Please lay out the data below as a numbered list, leaving out any blank lines.

--

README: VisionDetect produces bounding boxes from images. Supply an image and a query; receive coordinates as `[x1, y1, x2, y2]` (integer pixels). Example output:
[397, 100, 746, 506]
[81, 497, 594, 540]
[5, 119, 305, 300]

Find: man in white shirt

--

- Response to this exercise:
1. README: VisionDetect produces bounding boxes from images. Supply an image and a query; receive coordinates as `[x1, y1, x2, y2]` (integer pixels). Example output:
2. [397, 100, 746, 506]
3. [81, 497, 594, 540]
4. [5, 119, 305, 300]
5. Find: man in white shirt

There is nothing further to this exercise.